DO THIS |
Copy every entry exactly as given, minus the images.

*** SUPPLIED RECORDS

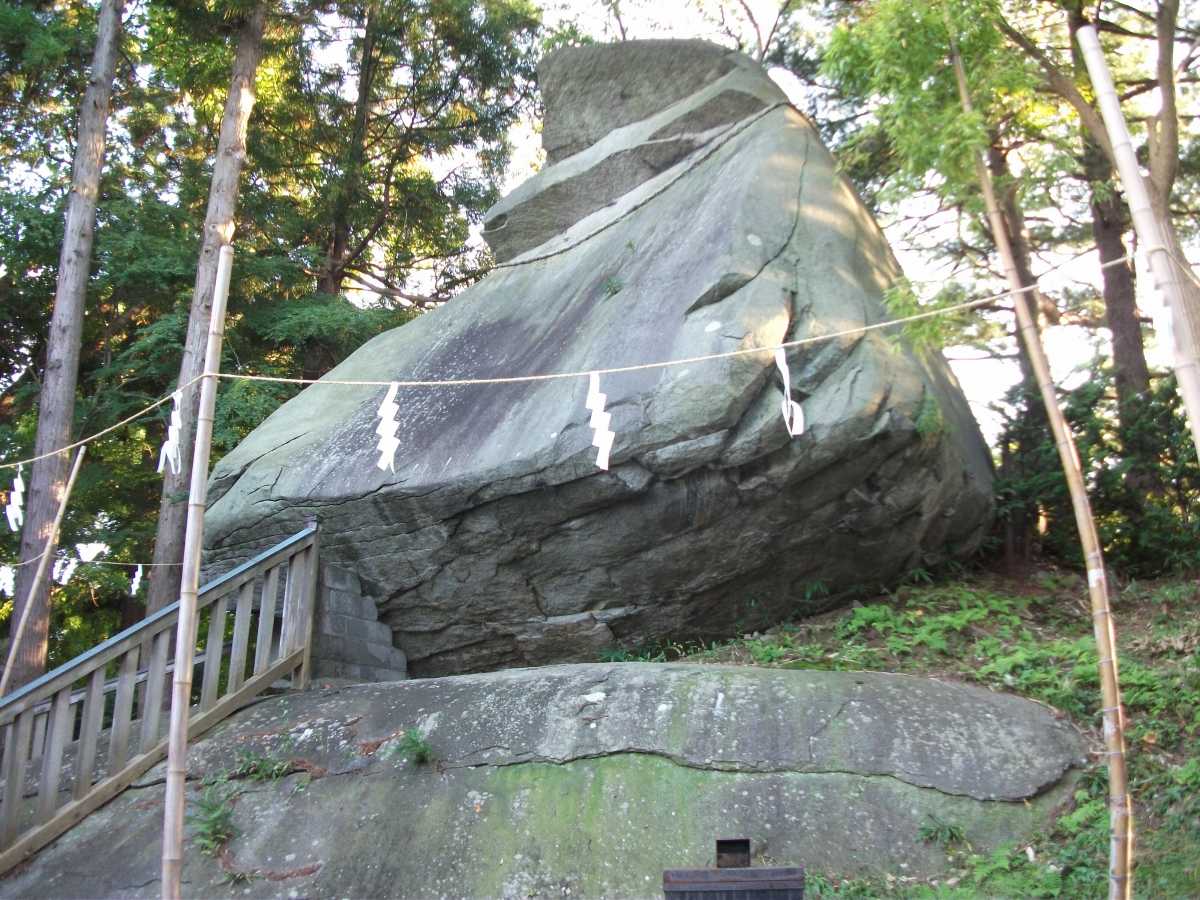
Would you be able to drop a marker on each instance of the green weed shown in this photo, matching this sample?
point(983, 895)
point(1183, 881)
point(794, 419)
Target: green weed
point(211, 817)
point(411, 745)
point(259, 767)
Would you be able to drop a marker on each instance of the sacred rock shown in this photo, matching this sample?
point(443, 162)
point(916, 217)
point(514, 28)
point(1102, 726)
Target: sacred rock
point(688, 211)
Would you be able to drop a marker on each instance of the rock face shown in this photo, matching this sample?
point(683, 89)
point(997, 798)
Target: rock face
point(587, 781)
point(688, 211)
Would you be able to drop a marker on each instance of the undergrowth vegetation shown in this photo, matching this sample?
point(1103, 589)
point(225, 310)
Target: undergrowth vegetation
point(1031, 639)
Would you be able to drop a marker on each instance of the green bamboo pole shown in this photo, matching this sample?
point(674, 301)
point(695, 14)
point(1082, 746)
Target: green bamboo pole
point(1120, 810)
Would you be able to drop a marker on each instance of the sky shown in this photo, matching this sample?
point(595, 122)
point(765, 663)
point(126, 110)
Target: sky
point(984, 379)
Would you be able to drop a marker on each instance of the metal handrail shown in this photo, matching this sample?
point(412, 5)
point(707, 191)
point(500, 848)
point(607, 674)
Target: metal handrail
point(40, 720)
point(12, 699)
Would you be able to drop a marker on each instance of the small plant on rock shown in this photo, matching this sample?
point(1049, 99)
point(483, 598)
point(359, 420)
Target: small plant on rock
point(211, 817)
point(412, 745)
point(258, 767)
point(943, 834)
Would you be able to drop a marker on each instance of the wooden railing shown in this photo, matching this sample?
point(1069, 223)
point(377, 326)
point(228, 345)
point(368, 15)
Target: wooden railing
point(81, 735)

******

TASK SOLUTION |
Would you be able to drop a marker on each instance of the green weed shown in this photo, matching this sample?
point(983, 895)
point(1183, 881)
point(794, 419)
Target: green weed
point(211, 817)
point(411, 745)
point(259, 767)
Would you be able to drop a marker on each instance of the sacred rock shown in this photo, matching this sample?
point(443, 162)
point(916, 217)
point(514, 28)
point(1102, 726)
Target: sacred rock
point(688, 211)
Would you be able to drop a marker on each instance of the rock face shown in this photo, matching this sample?
point(683, 89)
point(997, 798)
Target: rock face
point(587, 781)
point(688, 211)
Would you be able to drop a marker on each instance of the undergrowth vegetation shown in this photo, matching this sample?
point(1103, 589)
point(225, 310)
Target: undergrowth vegetation
point(1031, 639)
Would you be able to drop a marker on each instance of the green bamboo pole shown in this photo, matching this sample?
point(674, 301)
point(695, 14)
point(1082, 746)
Target: green bamboo pole
point(1120, 810)
Would you be able to drop a marker on each instance of the sky shown in this photo, matching this sample?
point(595, 122)
point(765, 663)
point(126, 110)
Target: sky
point(984, 379)
Would you be able to drop a marker on each instance of the metal handrail shown in this photo, matching this sample?
point(412, 5)
point(707, 191)
point(500, 848)
point(607, 674)
Target: metal handrail
point(40, 720)
point(12, 699)
Would you be able to drop a marker on each instance of the small plant on rock shown in this photo, matching this sample?
point(1049, 99)
point(483, 598)
point(359, 420)
Target: small plant on rock
point(211, 817)
point(412, 745)
point(258, 767)
point(943, 834)
Would you be able to drop a marker on each instance of the wooden railing shown in this photo, matching this sample?
point(1069, 223)
point(377, 326)
point(228, 345)
point(368, 15)
Target: wooden railing
point(81, 735)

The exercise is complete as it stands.